WORK REQUEST A:
Answer these questions from the LoRA-Gen review text.
(i) Which three datasets were set as generalization test datasets?
(ii) Which expert is frequently activated for agent tasks but rarely for SIQA tasks?
(iii) What kind of model does LoRA-Gen use to generate task-specific LoRA parameters for smaller edge models?
WORK REQUEST B:
Repeat the part of the LoRA-Gen review text starting at "Q2: The paper" and ending at "our future work.".

TEXT PASSAGE:
GSM8K (mathematical reasoning)OpenBookQA (multi-hop reasoning)Arc challenge (commonsense reasoning)
Baseline62.431.243.3
LoRA-Gen64.233.444.3

Table 10: Diverse Tasks Performance.

Q2: The paper lacks experiments on training-free unseen tasks.

Ans: In this work, we mainly explored the generalization capabilities of mainstream reasoning scenarios and agent scenarios. We set Hellaswag, Winogrande, and PIQA as generalization test datasets, which do not appear in the training period, to verify the training-free unseen capabilities of our method as shown in Table 2 of manuscript. At the same time, we further verified the generalization performance of our method by testing the unseen tools in the GPT4Tools dataset as shown in Table 3 of manuscript. We will further explore the performance of LoRA-Gen in a wider range of scenarios in our future work.

Q3: The paper does not provide a detailed discussion on the specific experts included in the LoRA expert pool.

Ans: We analyzed the weight distribution across different experts when processing various tasks, as shown in Table 11. For instance, expert 5 is frequently activated for agent tasks but rarely for SIQA tasks, demonstrating that the online LoRA Pool implicitly assigns knowledge to different experts.

Expert 1Expert 2Expert 3Expert 4Expert 5Expert 6Expert 7Expert 8
ARC Easy0.09810.59380.30270.01490.40820.32230.20510.0518
SIQA0.01070.39450.42770.42970.03780.27150.39060.0361
GPT4Tools0.20410.68750.20700.00260.55860.26170.04150.0361

Table 11: Expert Weight Distribution.

审稿人评论

Thank you for your detailed response. I have increased my score accordingly.

最终决定

This paper proposes LoRA-Gen, an innovative framework that utilizes a large cloud-based model to generate task-specific LoRA parameters for smaller edge models, aiming to enhance performance and efficiency without requiring task-specific training on the edge device. The method merges generated parameters via reparameterization, reducing context length and enabling faster inference. Experimental results demonstrate promising improvements in accuracy, latency, and compression on commonsense reasoning and agent tasks compared to baselines like standard LoRA. The authors effectively addressed most reviewer concerns during the rebuttal phase with additional experiments and clarifications.

PROVIDED RECORDS:
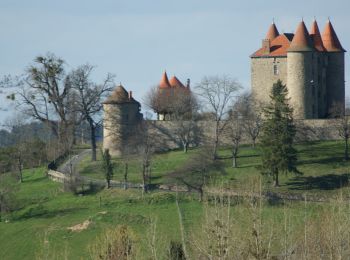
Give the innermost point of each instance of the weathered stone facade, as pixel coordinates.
(312, 68)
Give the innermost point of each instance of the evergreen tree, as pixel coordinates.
(107, 167)
(278, 132)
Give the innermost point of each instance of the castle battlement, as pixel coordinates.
(311, 65)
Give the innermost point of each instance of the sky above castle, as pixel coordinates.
(138, 40)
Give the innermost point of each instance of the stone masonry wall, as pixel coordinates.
(307, 130)
(263, 77)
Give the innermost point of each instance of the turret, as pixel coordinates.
(121, 117)
(335, 78)
(300, 74)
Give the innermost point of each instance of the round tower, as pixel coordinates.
(121, 116)
(300, 74)
(335, 75)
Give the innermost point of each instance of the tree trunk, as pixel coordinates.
(234, 161)
(201, 194)
(216, 141)
(276, 184)
(20, 164)
(253, 142)
(144, 185)
(346, 149)
(93, 140)
(126, 176)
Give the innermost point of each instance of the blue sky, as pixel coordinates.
(138, 40)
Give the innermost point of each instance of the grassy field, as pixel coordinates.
(321, 163)
(38, 228)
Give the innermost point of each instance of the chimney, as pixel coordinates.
(266, 46)
(188, 83)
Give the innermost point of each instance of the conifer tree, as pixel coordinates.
(278, 132)
(107, 166)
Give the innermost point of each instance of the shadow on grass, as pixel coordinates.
(325, 182)
(38, 211)
(331, 160)
(34, 180)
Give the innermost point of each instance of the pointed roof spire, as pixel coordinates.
(119, 95)
(316, 37)
(164, 82)
(301, 40)
(330, 39)
(272, 33)
(175, 82)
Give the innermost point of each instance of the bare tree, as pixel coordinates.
(185, 115)
(89, 99)
(217, 94)
(342, 124)
(251, 114)
(8, 188)
(181, 107)
(144, 143)
(43, 93)
(197, 172)
(235, 128)
(107, 167)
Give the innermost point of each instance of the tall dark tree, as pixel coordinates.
(342, 124)
(278, 132)
(88, 99)
(42, 93)
(107, 167)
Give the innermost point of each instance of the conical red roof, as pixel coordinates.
(272, 33)
(176, 83)
(330, 39)
(164, 82)
(316, 37)
(301, 40)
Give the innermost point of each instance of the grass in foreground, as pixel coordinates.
(324, 170)
(39, 226)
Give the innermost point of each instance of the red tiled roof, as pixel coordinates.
(316, 37)
(330, 39)
(164, 82)
(272, 33)
(301, 40)
(278, 46)
(175, 82)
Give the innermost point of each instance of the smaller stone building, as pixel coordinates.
(122, 114)
(168, 93)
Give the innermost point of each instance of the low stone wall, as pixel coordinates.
(57, 176)
(164, 132)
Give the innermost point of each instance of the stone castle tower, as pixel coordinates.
(121, 115)
(311, 65)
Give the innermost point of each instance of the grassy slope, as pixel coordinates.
(45, 209)
(321, 163)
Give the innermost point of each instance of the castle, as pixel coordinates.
(311, 65)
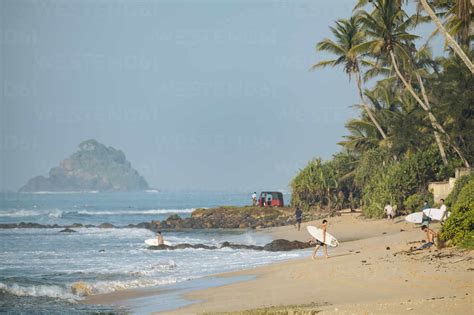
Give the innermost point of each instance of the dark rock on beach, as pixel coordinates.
(275, 246)
(228, 217)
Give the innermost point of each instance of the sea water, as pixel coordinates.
(38, 266)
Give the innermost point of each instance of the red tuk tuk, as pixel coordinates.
(270, 199)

REPLY A:
(i) Hellaswag, Winogrande, and PIQA.
(ii) Expert 5.
(iii) A large cloud-based model.

REPLY B:
Q2: The paper lacks experiments on training-free unseen tasks.

Ans: In this work, we mainly explored the generalization capabilities of mainstream reasoning scenarios and agent scenarios. We set Hellaswag, Winogrande, and PIQA as generalization test datasets, which do not appear in the training period, to verify the training-free unseen capabilities of our method as shown in Table 2 of manuscript. At the same time, we further verified the generalization performance of our method by testing the unseen tools in the GPT4Tools dataset as shown in Table 3 of manuscript. We will further explore the performance of LoRA-Gen in a wider range of scenarios in our future work.